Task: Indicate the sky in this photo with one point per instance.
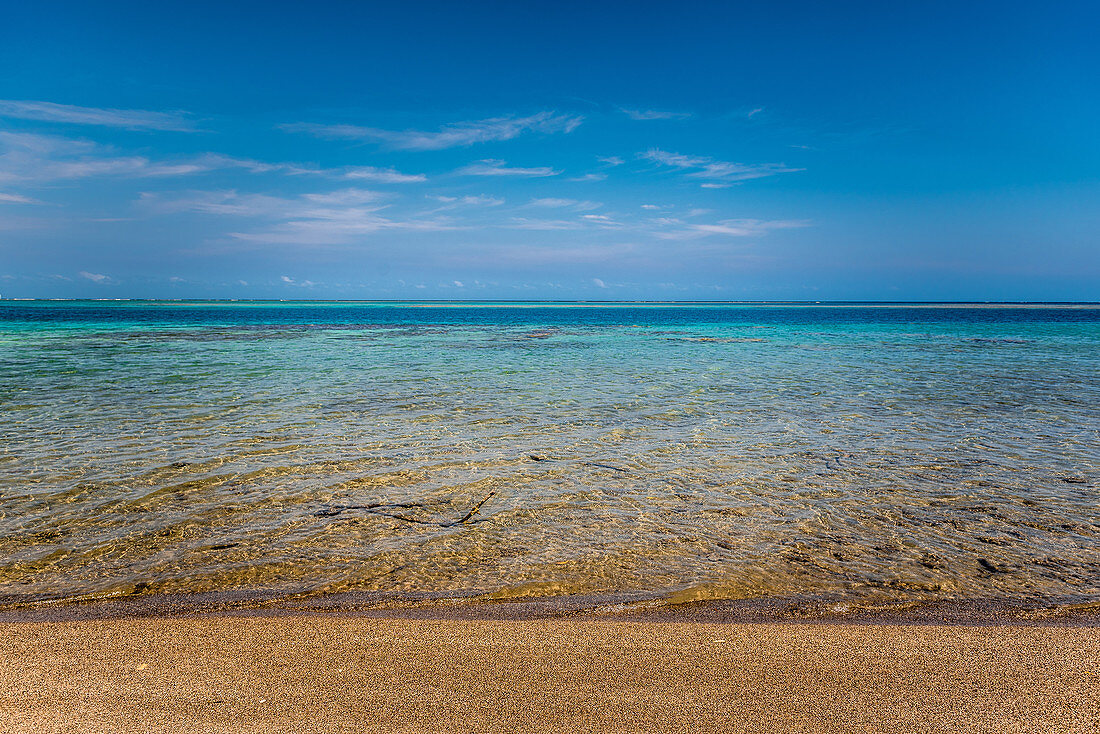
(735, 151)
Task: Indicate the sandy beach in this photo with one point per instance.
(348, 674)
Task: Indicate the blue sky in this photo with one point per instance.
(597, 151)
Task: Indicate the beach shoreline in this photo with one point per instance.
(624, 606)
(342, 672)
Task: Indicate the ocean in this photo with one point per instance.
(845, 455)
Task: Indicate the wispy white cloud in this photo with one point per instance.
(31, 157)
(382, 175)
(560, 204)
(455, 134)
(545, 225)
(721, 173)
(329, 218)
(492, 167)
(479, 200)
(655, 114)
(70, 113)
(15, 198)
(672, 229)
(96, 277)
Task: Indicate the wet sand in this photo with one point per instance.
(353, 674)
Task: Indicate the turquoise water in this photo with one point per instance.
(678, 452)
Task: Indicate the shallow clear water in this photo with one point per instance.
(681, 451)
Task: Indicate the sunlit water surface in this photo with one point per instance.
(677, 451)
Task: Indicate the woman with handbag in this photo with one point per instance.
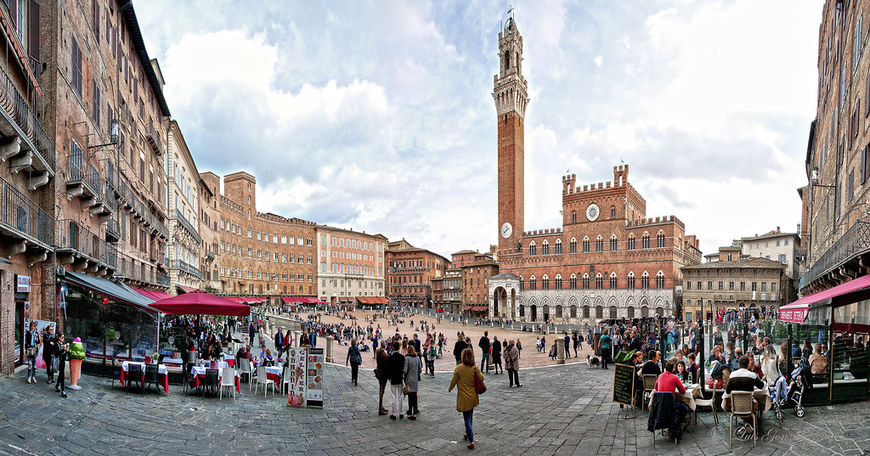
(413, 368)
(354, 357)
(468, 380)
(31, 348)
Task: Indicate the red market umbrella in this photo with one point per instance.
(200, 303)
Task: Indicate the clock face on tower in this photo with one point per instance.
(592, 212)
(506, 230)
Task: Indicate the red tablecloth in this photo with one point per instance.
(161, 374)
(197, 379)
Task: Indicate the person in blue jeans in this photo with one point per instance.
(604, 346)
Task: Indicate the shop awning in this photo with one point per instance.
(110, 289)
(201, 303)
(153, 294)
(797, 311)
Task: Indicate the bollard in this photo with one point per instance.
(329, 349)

## The exercise
Render every line of the records above as a Markdown table with the columns Row and Line, numbering each row and skipping blank lines. Leave the pictures out.

## Response for this exercise
| Row | Line |
|---|---|
| 1 | Task: Indicate the sky in this photo with one point per instance. |
| 2 | (735, 151) |
| 3 | Task: Indicate the sandy beach in this photo with one point per instance. |
| 4 | (348, 674) |
| 5 | Task: Indicate the blue sky in this photo with one point per instance. |
| 6 | (597, 151) |
| 7 | Task: Indicate the beach shoreline in this photo with one point per instance. |
| 8 | (624, 606) |
| 9 | (342, 672) |
| 10 | Task: Indicate the ocean in this photo with one point per instance. |
| 11 | (845, 455) |
| 12 | Task: Indicate the wispy white cloud in this photo with one point per instance. |
| 13 | (31, 157) |
| 14 | (382, 175) |
| 15 | (560, 204) |
| 16 | (455, 134) |
| 17 | (545, 225) |
| 18 | (721, 173) |
| 19 | (329, 218) |
| 20 | (492, 167) |
| 21 | (479, 200) |
| 22 | (655, 114) |
| 23 | (70, 113) |
| 24 | (15, 198) |
| 25 | (672, 229) |
| 26 | (96, 277) |
| 27 | Task: Indicate the wet sand in this photo with one point per instance. |
| 28 | (353, 674) |
| 29 | Task: Indicate the turquoise water in this photo with one point per instance. |
| 30 | (678, 452) |
| 31 | Task: Indicate the shallow clear water in this photo with one point per instance. |
| 32 | (681, 451) |
| 33 | Task: Indicate the sunlit water surface in this photo with one point per instance. |
| 34 | (677, 451) |
| 35 | Task: Indicate the woman with handbag in this photo with one point per instance. |
| 36 | (413, 368) |
| 37 | (354, 357) |
| 38 | (468, 380) |
| 39 | (31, 348) |
| 40 | Task: Indicate the red market umbrella in this photo with one point per instance. |
| 41 | (200, 303) |
| 42 | Task: Indicate the clock face on tower in this photo with one point per instance. |
| 43 | (592, 212) |
| 44 | (506, 230) |
| 45 | Task: Indicate the red tablecloth in this photo with one point per instance. |
| 46 | (161, 374) |
| 47 | (197, 379) |
| 48 | Task: Indicate the person in blue jeans in this photo with one point per instance. |
| 49 | (604, 346) |
| 50 | Task: Indicate the shop awning in this photo with one point per instance. |
| 51 | (110, 289) |
| 52 | (201, 303) |
| 53 | (153, 294) |
| 54 | (797, 311) |
| 55 | Task: Indicate the bollard in this photo with one point per instance. |
| 56 | (329, 349) |